* What you should do
The required result is the number of lines below that hold the word "item", stated without anything else.

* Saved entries
......
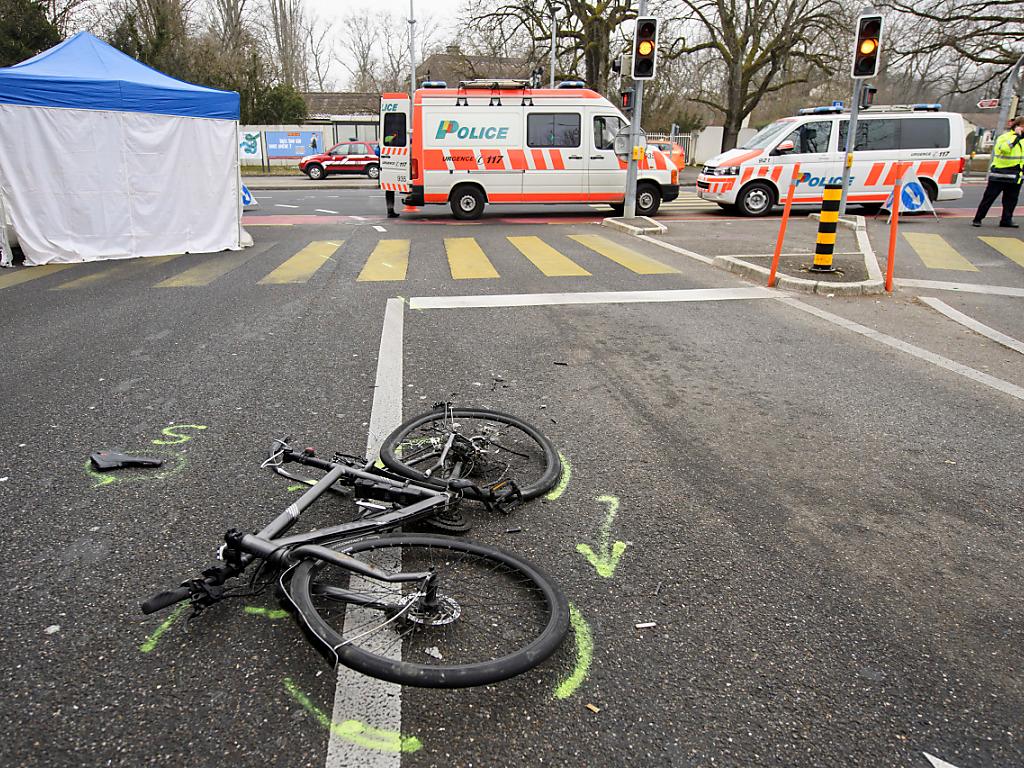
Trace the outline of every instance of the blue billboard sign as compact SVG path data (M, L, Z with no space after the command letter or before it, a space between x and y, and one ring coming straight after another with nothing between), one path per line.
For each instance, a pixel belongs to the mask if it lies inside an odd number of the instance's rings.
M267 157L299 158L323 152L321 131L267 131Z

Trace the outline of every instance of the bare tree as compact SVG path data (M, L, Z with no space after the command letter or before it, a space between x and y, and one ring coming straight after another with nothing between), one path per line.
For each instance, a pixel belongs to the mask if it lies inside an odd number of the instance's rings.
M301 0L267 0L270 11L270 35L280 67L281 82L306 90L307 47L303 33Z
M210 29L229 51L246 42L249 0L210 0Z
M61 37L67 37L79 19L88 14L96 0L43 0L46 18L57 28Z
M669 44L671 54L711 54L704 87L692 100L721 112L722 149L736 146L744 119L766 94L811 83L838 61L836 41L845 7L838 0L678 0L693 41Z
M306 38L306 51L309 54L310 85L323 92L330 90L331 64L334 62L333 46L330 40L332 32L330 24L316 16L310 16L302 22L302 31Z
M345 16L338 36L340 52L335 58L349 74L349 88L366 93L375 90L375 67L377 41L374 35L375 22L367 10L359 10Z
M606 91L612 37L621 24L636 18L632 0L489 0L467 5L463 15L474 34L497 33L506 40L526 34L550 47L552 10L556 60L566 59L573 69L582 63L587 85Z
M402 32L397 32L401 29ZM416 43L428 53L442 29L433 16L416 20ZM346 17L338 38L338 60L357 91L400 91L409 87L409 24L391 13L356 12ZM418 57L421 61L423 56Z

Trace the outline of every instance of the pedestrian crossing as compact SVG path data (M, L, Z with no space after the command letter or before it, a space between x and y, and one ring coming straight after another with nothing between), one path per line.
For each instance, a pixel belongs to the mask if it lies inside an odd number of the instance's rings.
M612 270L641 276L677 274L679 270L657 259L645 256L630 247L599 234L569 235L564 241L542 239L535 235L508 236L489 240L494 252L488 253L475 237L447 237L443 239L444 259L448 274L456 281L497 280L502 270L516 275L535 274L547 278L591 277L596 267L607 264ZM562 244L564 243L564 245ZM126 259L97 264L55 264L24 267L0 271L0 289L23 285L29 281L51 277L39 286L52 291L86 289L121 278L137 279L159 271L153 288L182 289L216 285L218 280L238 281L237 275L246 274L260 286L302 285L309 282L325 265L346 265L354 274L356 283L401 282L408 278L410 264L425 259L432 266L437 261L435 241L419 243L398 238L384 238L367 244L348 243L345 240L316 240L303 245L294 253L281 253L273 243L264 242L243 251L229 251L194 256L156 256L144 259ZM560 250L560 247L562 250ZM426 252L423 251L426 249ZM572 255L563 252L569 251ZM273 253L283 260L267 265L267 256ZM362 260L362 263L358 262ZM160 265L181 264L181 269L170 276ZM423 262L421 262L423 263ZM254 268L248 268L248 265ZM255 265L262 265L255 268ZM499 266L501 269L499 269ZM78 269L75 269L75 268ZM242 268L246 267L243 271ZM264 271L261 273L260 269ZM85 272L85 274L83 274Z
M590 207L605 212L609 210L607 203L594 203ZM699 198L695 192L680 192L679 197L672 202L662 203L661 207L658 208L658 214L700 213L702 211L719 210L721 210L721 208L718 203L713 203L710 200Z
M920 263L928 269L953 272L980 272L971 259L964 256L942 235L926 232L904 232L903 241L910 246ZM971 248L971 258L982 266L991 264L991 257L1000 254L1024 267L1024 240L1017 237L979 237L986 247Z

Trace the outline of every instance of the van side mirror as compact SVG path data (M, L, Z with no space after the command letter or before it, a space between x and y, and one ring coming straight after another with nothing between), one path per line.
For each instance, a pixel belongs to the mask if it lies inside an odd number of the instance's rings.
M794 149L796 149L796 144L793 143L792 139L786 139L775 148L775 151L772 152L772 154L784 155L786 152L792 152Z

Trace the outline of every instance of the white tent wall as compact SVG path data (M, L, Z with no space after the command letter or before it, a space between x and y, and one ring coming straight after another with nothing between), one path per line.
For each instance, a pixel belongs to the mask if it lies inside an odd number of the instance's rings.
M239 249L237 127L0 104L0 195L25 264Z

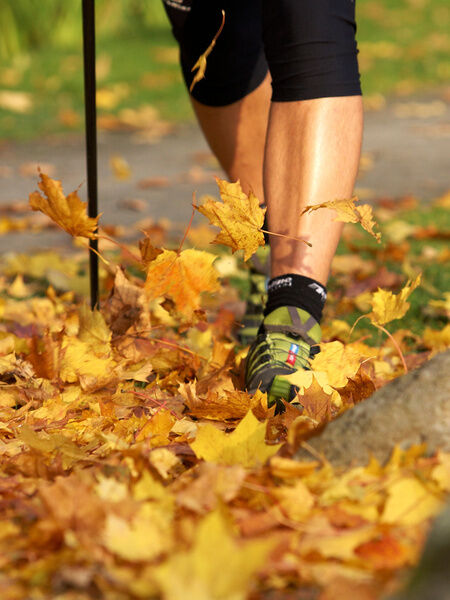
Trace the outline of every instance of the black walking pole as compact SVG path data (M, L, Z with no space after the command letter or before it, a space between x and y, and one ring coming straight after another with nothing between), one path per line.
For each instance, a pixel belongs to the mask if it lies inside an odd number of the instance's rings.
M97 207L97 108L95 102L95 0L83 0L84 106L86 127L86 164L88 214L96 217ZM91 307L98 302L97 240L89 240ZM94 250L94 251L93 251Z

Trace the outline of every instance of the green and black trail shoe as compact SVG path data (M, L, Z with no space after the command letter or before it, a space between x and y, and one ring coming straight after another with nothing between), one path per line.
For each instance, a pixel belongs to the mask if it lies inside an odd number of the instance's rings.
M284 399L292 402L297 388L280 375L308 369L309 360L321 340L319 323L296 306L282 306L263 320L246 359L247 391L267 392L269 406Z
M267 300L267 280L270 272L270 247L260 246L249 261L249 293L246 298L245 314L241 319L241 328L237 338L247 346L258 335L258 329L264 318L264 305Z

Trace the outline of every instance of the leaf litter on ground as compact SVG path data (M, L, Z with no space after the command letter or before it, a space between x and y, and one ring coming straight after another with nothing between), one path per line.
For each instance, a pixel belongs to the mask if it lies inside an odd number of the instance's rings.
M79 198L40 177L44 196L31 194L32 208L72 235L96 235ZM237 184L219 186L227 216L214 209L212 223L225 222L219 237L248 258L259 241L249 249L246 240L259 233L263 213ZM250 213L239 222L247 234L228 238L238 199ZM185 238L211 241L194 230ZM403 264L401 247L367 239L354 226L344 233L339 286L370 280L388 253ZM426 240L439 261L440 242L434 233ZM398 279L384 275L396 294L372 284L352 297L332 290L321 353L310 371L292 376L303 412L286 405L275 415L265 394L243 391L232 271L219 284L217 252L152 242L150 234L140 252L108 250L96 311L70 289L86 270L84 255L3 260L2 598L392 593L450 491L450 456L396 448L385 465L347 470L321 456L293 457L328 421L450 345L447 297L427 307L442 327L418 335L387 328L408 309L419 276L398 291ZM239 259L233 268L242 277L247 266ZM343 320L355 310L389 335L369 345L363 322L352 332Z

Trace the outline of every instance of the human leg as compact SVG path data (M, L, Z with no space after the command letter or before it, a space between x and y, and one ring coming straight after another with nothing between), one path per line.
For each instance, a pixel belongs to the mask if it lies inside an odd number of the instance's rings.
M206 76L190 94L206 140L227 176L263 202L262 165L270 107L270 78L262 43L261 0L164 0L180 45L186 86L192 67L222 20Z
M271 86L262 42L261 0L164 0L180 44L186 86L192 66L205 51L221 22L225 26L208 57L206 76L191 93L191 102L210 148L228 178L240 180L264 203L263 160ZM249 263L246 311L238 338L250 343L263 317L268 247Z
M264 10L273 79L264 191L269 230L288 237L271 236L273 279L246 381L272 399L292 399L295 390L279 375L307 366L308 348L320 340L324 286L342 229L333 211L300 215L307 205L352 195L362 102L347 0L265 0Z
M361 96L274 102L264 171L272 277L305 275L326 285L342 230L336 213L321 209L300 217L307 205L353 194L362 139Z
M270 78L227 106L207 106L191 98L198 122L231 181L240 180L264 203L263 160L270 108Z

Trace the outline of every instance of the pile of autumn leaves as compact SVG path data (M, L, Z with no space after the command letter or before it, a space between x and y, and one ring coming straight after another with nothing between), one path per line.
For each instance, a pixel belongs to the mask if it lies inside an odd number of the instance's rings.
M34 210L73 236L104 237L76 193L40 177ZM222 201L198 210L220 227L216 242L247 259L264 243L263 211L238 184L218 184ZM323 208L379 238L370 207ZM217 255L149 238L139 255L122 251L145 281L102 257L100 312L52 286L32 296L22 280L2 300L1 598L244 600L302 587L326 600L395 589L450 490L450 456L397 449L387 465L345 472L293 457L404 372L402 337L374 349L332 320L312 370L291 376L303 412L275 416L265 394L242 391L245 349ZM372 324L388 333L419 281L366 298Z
......
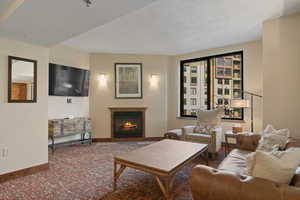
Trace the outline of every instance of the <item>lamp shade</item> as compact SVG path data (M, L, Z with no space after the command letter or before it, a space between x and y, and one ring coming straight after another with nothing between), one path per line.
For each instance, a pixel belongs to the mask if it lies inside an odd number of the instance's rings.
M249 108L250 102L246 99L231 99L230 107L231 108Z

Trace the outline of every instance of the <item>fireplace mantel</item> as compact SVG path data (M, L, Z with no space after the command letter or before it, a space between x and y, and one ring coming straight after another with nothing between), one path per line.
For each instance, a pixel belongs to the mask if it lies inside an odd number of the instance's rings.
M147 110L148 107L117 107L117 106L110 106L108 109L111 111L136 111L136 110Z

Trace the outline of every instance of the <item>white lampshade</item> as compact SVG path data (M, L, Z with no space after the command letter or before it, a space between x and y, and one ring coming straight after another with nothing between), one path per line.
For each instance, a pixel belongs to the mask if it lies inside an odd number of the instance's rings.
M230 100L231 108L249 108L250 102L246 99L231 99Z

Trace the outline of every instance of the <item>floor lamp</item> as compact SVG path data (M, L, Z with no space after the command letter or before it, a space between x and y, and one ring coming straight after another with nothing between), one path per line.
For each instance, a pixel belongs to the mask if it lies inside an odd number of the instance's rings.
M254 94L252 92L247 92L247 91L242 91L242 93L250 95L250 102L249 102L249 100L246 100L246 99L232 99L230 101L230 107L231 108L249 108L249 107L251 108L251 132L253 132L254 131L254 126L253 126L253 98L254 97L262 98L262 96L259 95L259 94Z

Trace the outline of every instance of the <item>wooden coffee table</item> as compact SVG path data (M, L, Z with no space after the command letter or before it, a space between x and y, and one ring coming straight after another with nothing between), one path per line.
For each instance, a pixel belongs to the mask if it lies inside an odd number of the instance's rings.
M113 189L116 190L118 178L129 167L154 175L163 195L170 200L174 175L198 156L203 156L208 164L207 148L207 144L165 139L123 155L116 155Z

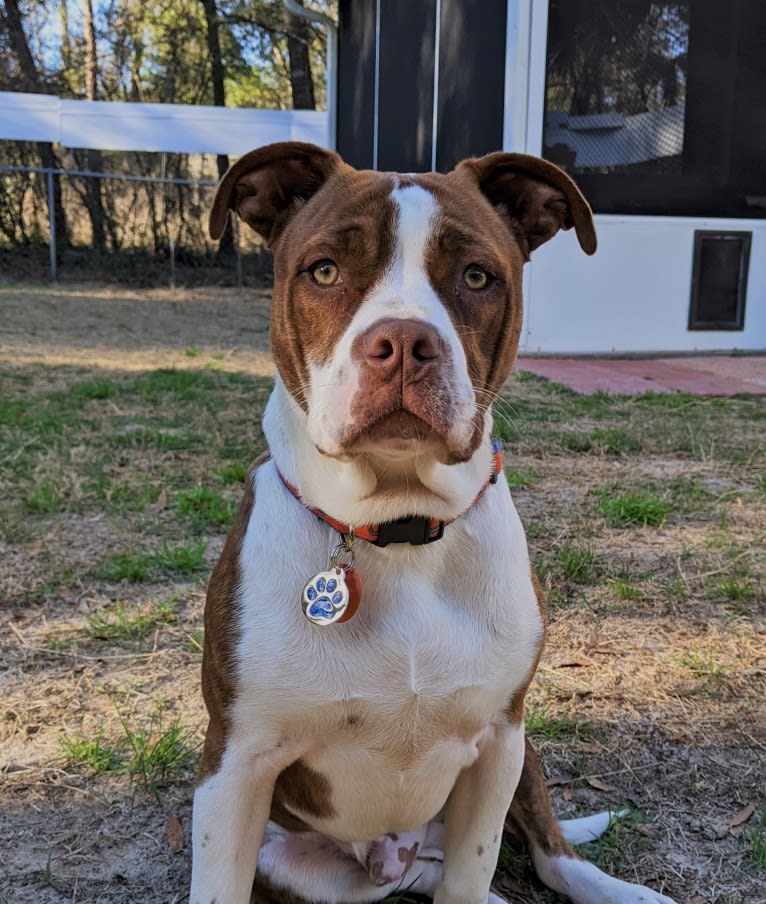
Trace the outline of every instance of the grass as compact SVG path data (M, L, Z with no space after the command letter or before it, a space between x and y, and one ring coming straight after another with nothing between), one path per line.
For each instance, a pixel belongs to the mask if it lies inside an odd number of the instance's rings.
......
* Task answer
5